TASK DIRECTIONS
Below is a set of records. Repeat all of them exactly.

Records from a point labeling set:
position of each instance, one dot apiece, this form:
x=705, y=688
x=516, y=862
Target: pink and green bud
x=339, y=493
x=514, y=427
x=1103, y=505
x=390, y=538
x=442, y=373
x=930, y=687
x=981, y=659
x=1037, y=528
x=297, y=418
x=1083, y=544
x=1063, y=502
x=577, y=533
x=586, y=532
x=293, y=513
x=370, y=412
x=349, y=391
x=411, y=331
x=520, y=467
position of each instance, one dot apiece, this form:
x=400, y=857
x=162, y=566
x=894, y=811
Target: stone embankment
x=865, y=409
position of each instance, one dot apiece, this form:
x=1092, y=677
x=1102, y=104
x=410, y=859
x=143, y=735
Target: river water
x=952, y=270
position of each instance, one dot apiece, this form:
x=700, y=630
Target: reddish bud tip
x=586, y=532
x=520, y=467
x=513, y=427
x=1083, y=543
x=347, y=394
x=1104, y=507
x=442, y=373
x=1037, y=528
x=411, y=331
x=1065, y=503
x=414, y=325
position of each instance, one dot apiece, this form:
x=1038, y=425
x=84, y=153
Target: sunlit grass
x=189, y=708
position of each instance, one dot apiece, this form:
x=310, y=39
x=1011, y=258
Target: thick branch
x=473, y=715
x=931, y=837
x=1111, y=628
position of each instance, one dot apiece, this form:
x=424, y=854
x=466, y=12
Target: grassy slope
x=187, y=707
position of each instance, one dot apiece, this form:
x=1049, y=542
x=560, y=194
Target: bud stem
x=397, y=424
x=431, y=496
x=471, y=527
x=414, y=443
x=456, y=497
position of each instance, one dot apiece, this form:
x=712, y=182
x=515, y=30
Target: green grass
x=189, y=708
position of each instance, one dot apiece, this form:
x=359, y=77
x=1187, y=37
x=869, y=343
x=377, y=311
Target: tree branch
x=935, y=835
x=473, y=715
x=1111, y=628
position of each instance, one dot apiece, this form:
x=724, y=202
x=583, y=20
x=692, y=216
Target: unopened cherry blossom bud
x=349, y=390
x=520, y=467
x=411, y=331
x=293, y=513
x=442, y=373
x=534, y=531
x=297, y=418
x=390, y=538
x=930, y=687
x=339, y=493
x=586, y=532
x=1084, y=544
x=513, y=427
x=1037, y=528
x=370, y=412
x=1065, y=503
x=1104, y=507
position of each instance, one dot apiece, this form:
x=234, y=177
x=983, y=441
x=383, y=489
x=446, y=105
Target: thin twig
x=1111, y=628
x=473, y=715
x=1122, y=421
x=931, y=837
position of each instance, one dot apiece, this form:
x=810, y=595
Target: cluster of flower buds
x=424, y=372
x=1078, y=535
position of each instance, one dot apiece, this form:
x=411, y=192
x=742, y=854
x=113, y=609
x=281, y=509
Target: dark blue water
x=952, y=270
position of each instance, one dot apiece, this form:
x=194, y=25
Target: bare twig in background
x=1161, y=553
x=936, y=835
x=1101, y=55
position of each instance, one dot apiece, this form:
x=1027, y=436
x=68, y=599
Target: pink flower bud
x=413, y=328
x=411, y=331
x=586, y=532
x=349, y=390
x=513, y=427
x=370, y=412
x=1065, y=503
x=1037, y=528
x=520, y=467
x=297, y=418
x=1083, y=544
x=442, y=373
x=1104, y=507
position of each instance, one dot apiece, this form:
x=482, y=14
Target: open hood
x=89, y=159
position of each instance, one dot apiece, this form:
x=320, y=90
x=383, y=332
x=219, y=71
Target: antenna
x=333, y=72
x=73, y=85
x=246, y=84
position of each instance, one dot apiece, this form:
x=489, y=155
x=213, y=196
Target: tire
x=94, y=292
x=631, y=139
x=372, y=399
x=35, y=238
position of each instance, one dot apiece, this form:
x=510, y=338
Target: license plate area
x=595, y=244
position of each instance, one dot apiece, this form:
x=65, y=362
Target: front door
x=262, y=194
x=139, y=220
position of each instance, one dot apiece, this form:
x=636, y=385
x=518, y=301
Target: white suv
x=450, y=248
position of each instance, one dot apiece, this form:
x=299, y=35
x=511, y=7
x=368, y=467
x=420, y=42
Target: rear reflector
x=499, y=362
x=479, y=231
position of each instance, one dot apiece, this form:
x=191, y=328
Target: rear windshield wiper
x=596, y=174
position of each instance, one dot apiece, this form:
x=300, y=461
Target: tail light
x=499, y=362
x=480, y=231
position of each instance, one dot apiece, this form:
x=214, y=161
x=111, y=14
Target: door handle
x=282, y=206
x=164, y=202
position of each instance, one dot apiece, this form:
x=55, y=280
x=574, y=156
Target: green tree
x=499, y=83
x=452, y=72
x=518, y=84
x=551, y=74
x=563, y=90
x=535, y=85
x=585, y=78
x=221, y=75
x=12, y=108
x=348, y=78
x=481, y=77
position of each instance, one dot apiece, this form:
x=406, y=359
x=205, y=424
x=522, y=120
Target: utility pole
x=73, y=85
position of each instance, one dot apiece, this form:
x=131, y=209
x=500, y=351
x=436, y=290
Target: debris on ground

SOLUTION FOR THIS PROBLEM
position of each instance, one dot apiece, this form:
x=705, y=688
x=516, y=862
Target: pink and green bud
x=339, y=493
x=514, y=427
x=1103, y=505
x=390, y=538
x=442, y=373
x=930, y=687
x=981, y=659
x=1037, y=528
x=297, y=418
x=1083, y=544
x=1063, y=502
x=577, y=533
x=586, y=532
x=293, y=513
x=370, y=412
x=349, y=391
x=411, y=331
x=520, y=467
position of each instance, one dot apiece, this form:
x=400, y=857
x=162, y=566
x=894, y=811
Target: stone embankment
x=865, y=409
position of each instance, one dot apiece, this form:
x=1092, y=677
x=1102, y=104
x=410, y=859
x=143, y=735
Target: river water
x=952, y=270
position of each instance, one dot apiece, this form:
x=700, y=630
Target: reddish bud tip
x=586, y=532
x=520, y=467
x=513, y=427
x=1083, y=543
x=347, y=394
x=1104, y=507
x=442, y=373
x=1037, y=528
x=411, y=331
x=1065, y=503
x=414, y=325
position of each instance, one dot apiece, this form:
x=1038, y=425
x=84, y=153
Target: sunlit grass
x=189, y=708
position of each instance, one dot apiece, this form:
x=310, y=39
x=1011, y=258
Target: thick branch
x=473, y=715
x=931, y=837
x=1111, y=628
position of each instance, one dot apiece, this form:
x=424, y=854
x=466, y=12
Target: grassy slope
x=187, y=707
position of each instance, one dot apiece, this form:
x=1049, y=542
x=560, y=194
Target: bud stem
x=397, y=424
x=431, y=496
x=471, y=527
x=414, y=443
x=456, y=497
position of each instance, one dot apiece, this form:
x=712, y=182
x=515, y=30
Target: green grass
x=189, y=708
position of each instance, one dot apiece, this form:
x=359, y=77
x=1187, y=37
x=869, y=343
x=377, y=311
Target: tree branch
x=935, y=835
x=473, y=715
x=1111, y=628
position of each instance, one dot apiece, this form:
x=724, y=202
x=583, y=20
x=692, y=216
Target: unopened cherry blossom bud
x=349, y=390
x=520, y=467
x=411, y=331
x=293, y=513
x=442, y=373
x=534, y=531
x=297, y=418
x=390, y=538
x=930, y=687
x=339, y=493
x=586, y=532
x=1084, y=544
x=513, y=427
x=1037, y=528
x=370, y=412
x=1065, y=503
x=1104, y=507
position of each instance, one dot apiece, this form:
x=234, y=177
x=983, y=441
x=383, y=489
x=446, y=105
Target: thin twig
x=1111, y=628
x=473, y=715
x=1122, y=421
x=931, y=837
position of each instance, one dot apiece, this form:
x=810, y=595
Target: cluster of flower buds
x=424, y=372
x=1078, y=535
position of each instance, one dot apiece, this form:
x=411, y=192
x=742, y=854
x=113, y=609
x=281, y=509
Target: dark blue water
x=952, y=270
position of each instance, one dot apiece, this form:
x=194, y=25
Target: bare twig in background
x=1161, y=553
x=936, y=835
x=1101, y=55
position of each instance, one dot apiece, this form:
x=1027, y=436
x=68, y=599
Target: pink flower bud
x=413, y=328
x=411, y=331
x=586, y=532
x=349, y=390
x=513, y=427
x=370, y=412
x=1065, y=503
x=1037, y=528
x=520, y=467
x=297, y=418
x=1083, y=544
x=442, y=373
x=1104, y=507
position of each instance, one dot apiece, this form:
x=482, y=14
Target: open hood
x=89, y=159
position of each instance, one dot apiece, this form:
x=320, y=90
x=383, y=332
x=219, y=71
Target: antenna
x=333, y=72
x=73, y=85
x=246, y=84
position of each instance, one dot apiece, this form:
x=489, y=155
x=213, y=196
Target: tire
x=94, y=292
x=631, y=139
x=372, y=399
x=35, y=238
position of each instance, one dot apiece, this form:
x=510, y=338
Target: license plate area
x=595, y=244
position of each instance, one dot apiece, this form:
x=65, y=362
Target: front door
x=262, y=194
x=139, y=220
position of each instance, one dot apiece, this form:
x=636, y=385
x=518, y=301
Target: white suv
x=450, y=248
position of each instance, one dot apiece, this form:
x=299, y=35
x=511, y=7
x=368, y=467
x=420, y=42
Target: rear reflector
x=499, y=362
x=479, y=231
position of each instance, one dot apiece, this form:
x=191, y=328
Target: rear windshield wiper
x=596, y=174
position of each instance, one dot apiece, this form:
x=300, y=461
Target: tail light
x=499, y=362
x=480, y=231
position of each instance, one dot apiece, this form:
x=214, y=161
x=111, y=14
Target: door handle
x=282, y=206
x=164, y=202
position of each instance, one dot apiece, this form:
x=55, y=280
x=574, y=156
Target: green tree
x=499, y=83
x=452, y=72
x=518, y=84
x=551, y=74
x=563, y=90
x=535, y=85
x=585, y=78
x=221, y=75
x=12, y=108
x=348, y=78
x=481, y=77
position of each instance, one dot apiece, this form:
x=406, y=359
x=205, y=424
x=522, y=120
Target: utility pole
x=73, y=85
position of each instance, one dot apiece, this form:
x=131, y=209
x=500, y=351
x=436, y=290
Target: debris on ground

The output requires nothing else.